▶ RECORDS SHOWN
[BEGIN]
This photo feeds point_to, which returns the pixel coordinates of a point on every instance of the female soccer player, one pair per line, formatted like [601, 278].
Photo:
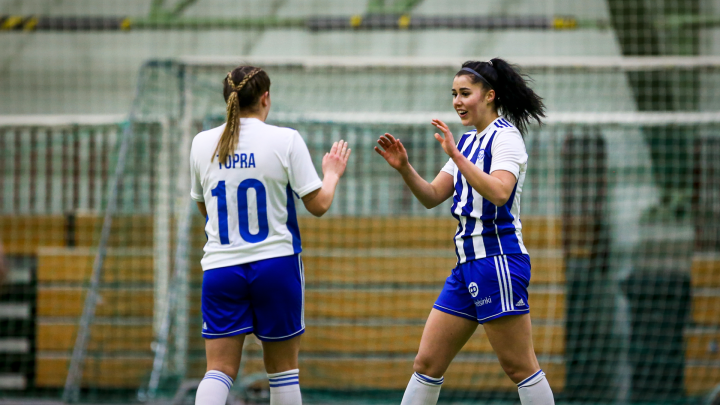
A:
[245, 174]
[485, 175]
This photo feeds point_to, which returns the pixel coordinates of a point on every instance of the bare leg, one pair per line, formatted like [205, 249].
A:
[281, 363]
[223, 361]
[511, 338]
[224, 354]
[443, 337]
[281, 356]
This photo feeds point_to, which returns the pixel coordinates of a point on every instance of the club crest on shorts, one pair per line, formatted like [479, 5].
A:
[472, 288]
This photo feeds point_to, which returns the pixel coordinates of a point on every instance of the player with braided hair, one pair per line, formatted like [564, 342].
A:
[253, 276]
[484, 175]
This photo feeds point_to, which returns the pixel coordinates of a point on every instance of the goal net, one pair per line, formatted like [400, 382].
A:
[620, 213]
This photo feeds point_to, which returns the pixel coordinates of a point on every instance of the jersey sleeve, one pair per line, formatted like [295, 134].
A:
[301, 172]
[196, 191]
[508, 151]
[449, 167]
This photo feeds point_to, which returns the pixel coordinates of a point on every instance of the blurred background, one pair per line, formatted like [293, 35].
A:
[END]
▶ EXERCISE
Copy out, word for word, the lines from the one containing "like [479, 5]." through the final line, including both of those lines.

▶ EXPECTED ANSWER
This photo feeds point_to, which returns the pixel coordinates of a point on every instance of the club crest on shorts, one pair per line, formatted like [479, 5].
A:
[472, 288]
This photo feeds point_to, which returns the pixel coordinates of a point on every instance of the player with braided hair, one pair per line, formatted like [564, 342].
A:
[253, 276]
[484, 175]
This photo feeds point_to, which returns the pixel coordinates of a point on every instance of the goal net, one pair per line, formatted like [400, 382].
A:
[620, 213]
This photo feeds point_to, which returns the pixel coordinates of a point on every instance of the jersey sleeve, one pair per line, formatted like [295, 134].
A:
[301, 172]
[196, 191]
[508, 151]
[449, 167]
This photo feeds point_to, which returns the pixel coordinates of a point on every instance of the blurred background, one pair per line, formatted like [293, 35].
A:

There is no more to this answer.